IMC 2014 Notes
These are my scribbled notes from IMC 2014. They’re very incomplete and probably inaccurate at points, but they’re what I caught from papers interesting to me when I was in the conference hall. I don’t note down questions that don’t contribute much, but I try and note questions/answers that contribute beyond what was already covered in the talk. If I’ve misrepresented your work, please get in touch and I’ll fix things up!
Session 1: Interdomain Routing and Traffic
Inter-Domain Traffic Estimation for the Outsider
- aim to shift focus from connectivity to traffic
- traffic is all that matters for network engineering, anomaly detection, economics
- but few available traffic datasets exist
- analogy: popularity of paths from multiple connectivity measurements implies traffic volume
- urban planning: some streets are more central than others; predict path traffic based on road structure
- large traceroute datasets -> AS level connectivity -> apply structural analysis
- ground-truth checks against real traffic: one global tier-1, and one large IXP
- “new and adapted metrics from Space Syntax”
────────────────────────────────────────
# [What is asked]
(1) Per the IMC 2014 notes, which two sources did the traffic estimation work use for ground-truth checks against real traffic?
(2) In the IMC 2014 notes, why does the inter-domain traffic estimation work try to move the focus from connectivity to traffic? Answer in one to three sentences.
(3) Return the part of the IMC 2014 notes that begins at the words "IMC 2014 Notes" and ends after "fix things up!".
────────────────────────────────────────
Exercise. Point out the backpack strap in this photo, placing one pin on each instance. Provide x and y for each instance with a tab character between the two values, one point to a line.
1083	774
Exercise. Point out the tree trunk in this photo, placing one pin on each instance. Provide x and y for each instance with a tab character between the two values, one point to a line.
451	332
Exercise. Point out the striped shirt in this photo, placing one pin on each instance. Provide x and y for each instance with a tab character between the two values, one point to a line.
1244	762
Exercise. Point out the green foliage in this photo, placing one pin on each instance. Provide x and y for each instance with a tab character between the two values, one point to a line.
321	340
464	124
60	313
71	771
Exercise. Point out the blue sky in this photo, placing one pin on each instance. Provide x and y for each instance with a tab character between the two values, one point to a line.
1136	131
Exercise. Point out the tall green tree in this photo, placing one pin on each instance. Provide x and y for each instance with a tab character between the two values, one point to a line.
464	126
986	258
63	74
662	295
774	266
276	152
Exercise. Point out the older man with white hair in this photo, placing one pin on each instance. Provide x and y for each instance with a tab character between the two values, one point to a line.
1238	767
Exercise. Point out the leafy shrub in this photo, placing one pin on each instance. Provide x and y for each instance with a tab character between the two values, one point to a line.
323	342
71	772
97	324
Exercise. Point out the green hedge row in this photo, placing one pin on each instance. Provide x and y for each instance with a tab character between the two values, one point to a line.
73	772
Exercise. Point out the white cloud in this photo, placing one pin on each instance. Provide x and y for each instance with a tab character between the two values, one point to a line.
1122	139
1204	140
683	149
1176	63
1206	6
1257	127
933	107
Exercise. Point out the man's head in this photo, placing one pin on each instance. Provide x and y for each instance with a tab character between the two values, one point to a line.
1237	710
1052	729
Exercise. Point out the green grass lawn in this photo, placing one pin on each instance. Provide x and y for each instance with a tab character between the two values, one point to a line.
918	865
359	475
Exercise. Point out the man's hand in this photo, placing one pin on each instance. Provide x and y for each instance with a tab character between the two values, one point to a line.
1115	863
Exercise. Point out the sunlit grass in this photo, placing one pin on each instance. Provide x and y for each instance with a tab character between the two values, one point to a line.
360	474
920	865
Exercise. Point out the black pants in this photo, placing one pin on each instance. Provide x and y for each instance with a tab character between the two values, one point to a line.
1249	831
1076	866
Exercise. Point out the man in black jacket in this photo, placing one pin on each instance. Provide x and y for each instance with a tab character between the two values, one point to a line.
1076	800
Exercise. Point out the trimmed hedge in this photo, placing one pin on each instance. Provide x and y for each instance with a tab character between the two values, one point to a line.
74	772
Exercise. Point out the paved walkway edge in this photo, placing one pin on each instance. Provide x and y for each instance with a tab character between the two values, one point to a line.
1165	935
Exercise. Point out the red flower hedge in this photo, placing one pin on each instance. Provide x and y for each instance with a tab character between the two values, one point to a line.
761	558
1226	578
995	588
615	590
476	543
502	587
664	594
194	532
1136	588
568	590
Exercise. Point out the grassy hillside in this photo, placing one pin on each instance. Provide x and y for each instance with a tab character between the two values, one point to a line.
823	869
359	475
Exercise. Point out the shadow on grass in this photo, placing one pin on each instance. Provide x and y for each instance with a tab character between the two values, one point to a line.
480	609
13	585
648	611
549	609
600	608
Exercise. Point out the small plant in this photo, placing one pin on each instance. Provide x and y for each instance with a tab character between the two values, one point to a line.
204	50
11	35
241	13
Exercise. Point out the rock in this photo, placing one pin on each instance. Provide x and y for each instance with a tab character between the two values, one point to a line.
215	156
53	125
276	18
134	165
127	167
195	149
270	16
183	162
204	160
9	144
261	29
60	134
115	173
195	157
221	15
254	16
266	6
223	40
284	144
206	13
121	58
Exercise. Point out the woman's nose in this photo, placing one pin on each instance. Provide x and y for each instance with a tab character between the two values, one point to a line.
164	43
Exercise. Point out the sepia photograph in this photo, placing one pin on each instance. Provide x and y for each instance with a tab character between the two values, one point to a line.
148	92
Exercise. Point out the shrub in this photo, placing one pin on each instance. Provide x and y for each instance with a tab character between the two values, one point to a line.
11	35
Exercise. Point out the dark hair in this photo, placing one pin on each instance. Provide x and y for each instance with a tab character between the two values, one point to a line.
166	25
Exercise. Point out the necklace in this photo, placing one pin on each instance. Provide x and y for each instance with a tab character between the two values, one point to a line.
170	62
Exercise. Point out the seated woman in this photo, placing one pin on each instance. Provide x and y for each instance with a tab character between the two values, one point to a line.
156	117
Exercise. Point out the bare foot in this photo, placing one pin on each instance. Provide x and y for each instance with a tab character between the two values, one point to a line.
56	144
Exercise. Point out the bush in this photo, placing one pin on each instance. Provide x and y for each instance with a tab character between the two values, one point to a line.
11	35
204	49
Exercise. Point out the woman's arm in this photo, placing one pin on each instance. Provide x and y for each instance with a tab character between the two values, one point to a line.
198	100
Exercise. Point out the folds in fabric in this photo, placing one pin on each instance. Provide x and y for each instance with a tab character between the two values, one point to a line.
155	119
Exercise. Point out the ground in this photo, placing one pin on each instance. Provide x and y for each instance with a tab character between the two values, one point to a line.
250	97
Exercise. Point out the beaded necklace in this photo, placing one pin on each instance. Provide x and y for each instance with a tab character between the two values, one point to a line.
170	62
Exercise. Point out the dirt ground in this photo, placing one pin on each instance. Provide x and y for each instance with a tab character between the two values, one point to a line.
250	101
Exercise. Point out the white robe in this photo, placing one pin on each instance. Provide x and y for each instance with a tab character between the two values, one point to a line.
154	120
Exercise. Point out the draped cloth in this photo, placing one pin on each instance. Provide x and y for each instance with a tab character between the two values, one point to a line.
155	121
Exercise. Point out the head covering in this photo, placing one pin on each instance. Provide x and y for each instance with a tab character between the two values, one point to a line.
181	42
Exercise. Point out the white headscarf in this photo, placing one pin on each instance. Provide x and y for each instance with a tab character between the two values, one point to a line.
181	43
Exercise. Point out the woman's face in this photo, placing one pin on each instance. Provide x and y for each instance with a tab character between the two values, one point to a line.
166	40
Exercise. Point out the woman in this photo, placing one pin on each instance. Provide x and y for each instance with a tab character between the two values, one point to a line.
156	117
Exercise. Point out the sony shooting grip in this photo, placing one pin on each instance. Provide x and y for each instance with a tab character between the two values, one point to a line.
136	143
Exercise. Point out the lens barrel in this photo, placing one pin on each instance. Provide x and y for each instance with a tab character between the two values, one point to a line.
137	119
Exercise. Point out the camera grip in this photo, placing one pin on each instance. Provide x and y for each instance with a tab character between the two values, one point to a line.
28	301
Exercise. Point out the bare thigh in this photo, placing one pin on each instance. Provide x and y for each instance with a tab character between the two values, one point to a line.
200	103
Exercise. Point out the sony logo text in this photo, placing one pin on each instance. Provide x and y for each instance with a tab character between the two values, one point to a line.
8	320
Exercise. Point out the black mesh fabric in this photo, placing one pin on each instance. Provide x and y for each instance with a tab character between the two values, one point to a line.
────────────────────────────────────────
# [Expected answers]
(1) One global tier-1 and one large IXP.

(2) The work moves the focus to traffic because traffic is all that matters for network engineering, anomaly detection, and economics. Few traffic datasets are available.

(3)
IMC 2014 Notes
These are my scribbled notes from IMC 2014. They’re very incomplete and probably inaccurate at points, but they’re what I caught from papers interesting to me when I was in the conference hall. I don’t note down questions that don’t contribute much, but I try and note questions/answers that contribute beyond what was already covered in the talk. If I’ve misrepresented your work, please get in touch and I’ll fix things up!